Problem to work on
Find the line containing "Box the mirrored sunglasses." in the records below. Copy exactly that line and each one after it, ending at the line containing "Box the green tree.", and nothing more.

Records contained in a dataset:
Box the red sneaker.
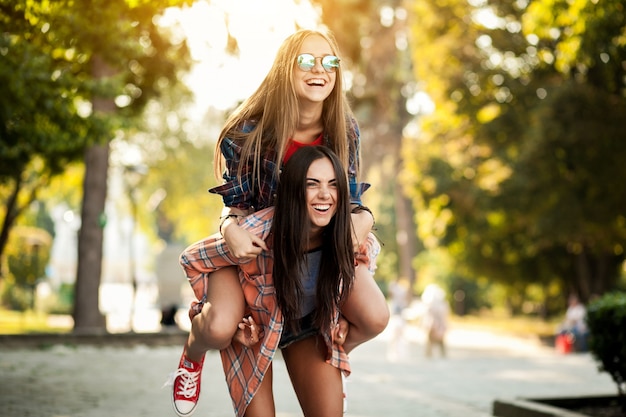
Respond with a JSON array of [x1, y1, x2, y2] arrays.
[[170, 352, 205, 416]]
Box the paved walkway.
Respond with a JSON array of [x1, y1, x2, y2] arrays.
[[0, 319, 615, 417]]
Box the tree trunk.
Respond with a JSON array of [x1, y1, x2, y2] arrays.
[[395, 186, 418, 288], [73, 144, 109, 331], [575, 251, 593, 302], [73, 55, 115, 332], [365, 5, 418, 289], [0, 175, 22, 278], [573, 249, 624, 303], [0, 174, 40, 280]]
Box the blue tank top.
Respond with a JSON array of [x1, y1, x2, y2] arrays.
[[299, 249, 322, 318]]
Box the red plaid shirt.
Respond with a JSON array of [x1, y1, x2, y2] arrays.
[[179, 207, 351, 417]]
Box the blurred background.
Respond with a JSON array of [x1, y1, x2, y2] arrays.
[[1, 0, 625, 339]]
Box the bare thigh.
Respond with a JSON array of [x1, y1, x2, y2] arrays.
[[282, 335, 343, 417], [244, 363, 275, 417], [341, 264, 390, 352], [188, 266, 245, 355]]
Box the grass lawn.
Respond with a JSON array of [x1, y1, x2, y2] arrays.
[[449, 311, 560, 339], [0, 306, 560, 339], [0, 308, 72, 334]]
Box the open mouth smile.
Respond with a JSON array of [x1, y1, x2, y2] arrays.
[[313, 204, 331, 212], [306, 78, 326, 87]]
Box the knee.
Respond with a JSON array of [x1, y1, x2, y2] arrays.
[[358, 303, 390, 338], [369, 307, 390, 336], [195, 305, 239, 350]]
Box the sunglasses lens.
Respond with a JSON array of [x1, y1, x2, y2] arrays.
[[322, 56, 340, 71], [297, 54, 315, 71], [297, 54, 340, 72]]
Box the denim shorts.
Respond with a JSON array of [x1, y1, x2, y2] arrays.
[[279, 312, 319, 349]]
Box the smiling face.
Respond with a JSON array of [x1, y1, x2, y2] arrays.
[[305, 156, 338, 233], [294, 34, 337, 105]]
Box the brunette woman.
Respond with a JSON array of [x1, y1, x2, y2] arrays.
[[180, 146, 356, 416]]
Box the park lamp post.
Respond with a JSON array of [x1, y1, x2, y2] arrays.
[[123, 163, 147, 331]]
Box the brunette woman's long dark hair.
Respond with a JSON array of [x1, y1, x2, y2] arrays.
[[272, 146, 354, 333]]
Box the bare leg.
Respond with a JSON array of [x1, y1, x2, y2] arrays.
[[341, 263, 390, 353], [184, 266, 245, 362], [282, 335, 343, 417], [244, 364, 276, 417]]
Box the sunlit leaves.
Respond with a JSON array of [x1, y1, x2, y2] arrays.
[[524, 0, 626, 89], [476, 102, 501, 122], [1, 0, 195, 260], [406, 0, 626, 307]]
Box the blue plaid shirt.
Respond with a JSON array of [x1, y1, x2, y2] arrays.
[[209, 119, 370, 210]]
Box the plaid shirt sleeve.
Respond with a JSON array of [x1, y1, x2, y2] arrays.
[[350, 119, 372, 204], [208, 137, 255, 211], [179, 207, 275, 302], [208, 136, 280, 211], [211, 118, 370, 211]]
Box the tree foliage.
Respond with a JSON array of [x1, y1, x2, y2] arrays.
[[0, 0, 192, 253], [406, 0, 626, 313], [0, 0, 93, 267], [1, 0, 194, 328], [0, 1, 92, 178]]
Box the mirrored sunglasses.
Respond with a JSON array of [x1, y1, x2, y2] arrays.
[[296, 54, 340, 73]]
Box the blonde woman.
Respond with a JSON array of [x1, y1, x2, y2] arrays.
[[170, 29, 388, 416]]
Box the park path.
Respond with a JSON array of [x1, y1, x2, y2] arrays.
[[0, 319, 615, 417]]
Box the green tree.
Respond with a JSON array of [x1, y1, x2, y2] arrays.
[[0, 0, 93, 269], [405, 0, 626, 313], [1, 0, 194, 330], [72, 0, 194, 331], [520, 0, 626, 300]]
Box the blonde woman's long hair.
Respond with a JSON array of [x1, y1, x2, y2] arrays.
[[213, 29, 356, 186]]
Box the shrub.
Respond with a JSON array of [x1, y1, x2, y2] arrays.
[[0, 277, 31, 311], [587, 291, 626, 408], [6, 226, 51, 290]]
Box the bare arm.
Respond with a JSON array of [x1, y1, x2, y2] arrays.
[[350, 206, 374, 251], [220, 207, 268, 259]]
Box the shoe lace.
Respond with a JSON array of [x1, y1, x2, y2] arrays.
[[163, 368, 200, 399]]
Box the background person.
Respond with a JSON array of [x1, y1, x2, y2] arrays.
[[421, 284, 449, 358], [557, 293, 589, 352], [386, 277, 411, 361]]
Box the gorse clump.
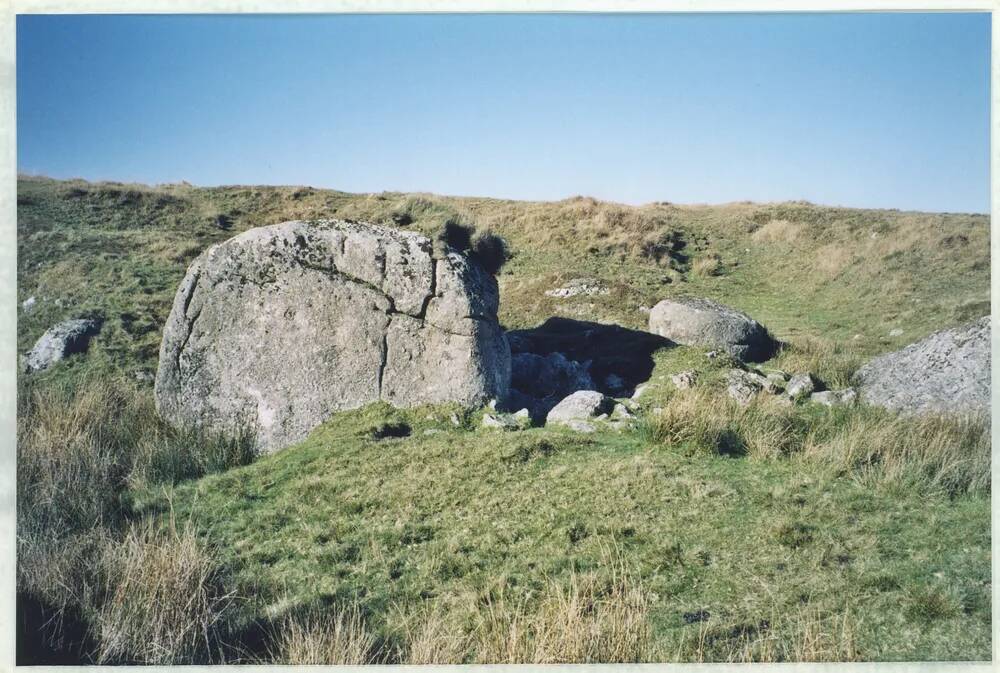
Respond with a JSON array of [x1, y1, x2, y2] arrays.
[[434, 218, 508, 275]]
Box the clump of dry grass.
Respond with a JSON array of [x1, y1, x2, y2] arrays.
[[646, 388, 744, 456], [646, 387, 989, 495], [95, 518, 230, 664], [804, 408, 989, 496], [471, 552, 652, 663], [397, 601, 470, 664], [646, 388, 802, 459], [271, 608, 379, 665], [16, 377, 256, 663], [751, 218, 801, 244], [692, 253, 725, 277], [770, 336, 865, 389]]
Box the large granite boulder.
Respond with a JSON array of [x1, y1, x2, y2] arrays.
[[155, 219, 511, 452], [854, 317, 990, 416], [23, 318, 102, 373], [648, 297, 777, 362]]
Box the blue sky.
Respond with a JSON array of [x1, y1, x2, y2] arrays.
[[16, 13, 990, 213]]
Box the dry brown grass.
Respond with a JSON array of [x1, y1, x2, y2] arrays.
[[396, 600, 470, 664], [95, 518, 230, 664], [804, 409, 990, 496], [683, 604, 860, 662], [751, 218, 801, 244], [692, 253, 724, 277], [647, 388, 801, 459], [470, 552, 652, 663], [770, 336, 865, 389], [271, 608, 379, 665], [647, 387, 989, 495], [16, 377, 256, 663]]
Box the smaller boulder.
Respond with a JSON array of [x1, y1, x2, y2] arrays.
[[810, 389, 857, 407], [671, 370, 697, 390], [648, 297, 777, 362], [726, 369, 767, 405], [24, 318, 102, 373], [546, 390, 615, 427], [21, 296, 36, 313], [785, 374, 816, 401]]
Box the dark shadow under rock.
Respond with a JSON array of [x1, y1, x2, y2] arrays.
[[505, 317, 673, 411]]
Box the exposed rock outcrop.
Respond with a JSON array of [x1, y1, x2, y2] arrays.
[[648, 297, 777, 362], [155, 219, 511, 452], [854, 317, 990, 416]]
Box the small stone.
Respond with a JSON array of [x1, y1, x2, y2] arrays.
[[21, 296, 36, 312], [546, 390, 614, 427], [512, 408, 532, 428], [423, 428, 441, 436], [810, 389, 857, 407], [631, 384, 649, 400], [888, 328, 904, 337], [785, 374, 816, 401], [450, 413, 462, 427], [544, 278, 609, 298], [671, 370, 697, 390], [726, 369, 766, 405], [706, 351, 719, 359], [612, 403, 635, 420]]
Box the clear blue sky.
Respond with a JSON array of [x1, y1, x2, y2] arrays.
[[16, 12, 990, 213]]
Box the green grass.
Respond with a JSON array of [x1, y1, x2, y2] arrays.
[[15, 176, 991, 663], [128, 398, 989, 662]]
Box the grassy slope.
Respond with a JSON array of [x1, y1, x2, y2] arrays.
[[133, 399, 990, 661], [16, 176, 992, 662]]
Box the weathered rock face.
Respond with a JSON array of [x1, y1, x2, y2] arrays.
[[24, 318, 102, 373], [854, 317, 990, 416], [155, 220, 511, 452], [648, 297, 777, 362]]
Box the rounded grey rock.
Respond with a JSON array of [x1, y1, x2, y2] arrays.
[[648, 297, 776, 362], [545, 390, 614, 426], [155, 219, 511, 453], [24, 318, 102, 373]]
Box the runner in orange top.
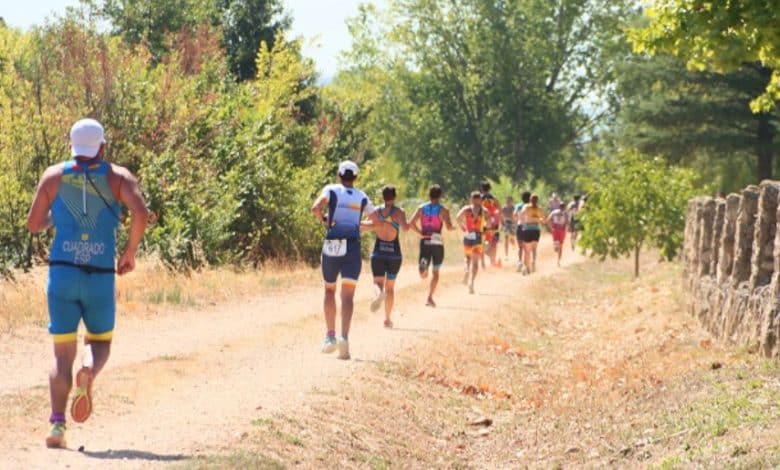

Solution to the exercise
Box the mirrored sunglasses.
Respond with a JSON array of [x1, y1, x2, y2] arrays.
[[296, 54, 340, 73]]
Box the blonde woman.
Respond with a JSON array of [x1, y1, x2, y2] arrays.
[[170, 29, 388, 416]]
Box the park path.
Respond with a JSON array of [x1, y1, x2, y2] arrays.
[[0, 319, 615, 417]]
Box the green tree.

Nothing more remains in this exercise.